El señor Costas, un anciano entrañable, políglota, melómano y cinéfilo, se crió en Alejandría y adora a Almodóvar

En el sótano viven los paquistaníes (su número parece variar diariamente, pero son muy educados y sonrientes). Trapichean con tabaco de contrabando, como poco, lo que nos ha valido ya varias visitas intempestivas de la secreta, acompañada de su simpatía y saber estar habituales. El balconcito de los paquistaníes da al patio interior, por lo que los tiempos en los que mantuvieron allí a un pobre pollo solitario pasaron a los anales como sinónimo de feroces pugnas a escobazos contra las hordas de gatos semiasilvestrados que viven allí. Con toda seguridad, el desenlace para el pollo fue fatal -aunque jamás averiguaremos quién acabó dando cuénta de él-. En el sótano hay también una parejita joven, seguramente extranjeros. Son unos siesos y no saludan nunca cuando salen a pasear al perro.

------------------------------------------------

• Objetivo del ejercicio: Continúe el relato sobre los vecinos del edificio a partir de su última oración, la que menciona a la pareja joven que nunca saluda al sacar al perro.

------------------------------------------------

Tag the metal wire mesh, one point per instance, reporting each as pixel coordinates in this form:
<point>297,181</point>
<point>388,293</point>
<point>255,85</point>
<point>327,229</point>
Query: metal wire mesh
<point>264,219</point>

------------------------------------------------

• Problema resuelto:
En el bajo vive el señor Costas, un anciano entrañable, políglota, melómano y cinéfilo. Se crió en Alejandría y adora a Almodóvar. Como se aburre, suele dejar la puerta abierta para acechar a los que pasan y asaltarlos a preguntas. Dado que de lo contrario resultaría demasiado encantador, tiene dos defectos: es racista selectivo y cuando alimenta a los gatos del patio le dan accesos de cólera y comienza a insultarles como un poseso (sigue resultando igual de inquietante que cuando me parecía que hablaba solo).

En el primer piso vivimos nosotros, más bien tirando a exóticos también. Puerta con puerta está la nonagenaria señora Dora. Sorda y silenciosa, la comunicación es prácticamente imposible. Cuando vienen a traerle comida no pasa más allá del umbral de su puerta, como un caracol que apenas asomase los cuernos al exterior.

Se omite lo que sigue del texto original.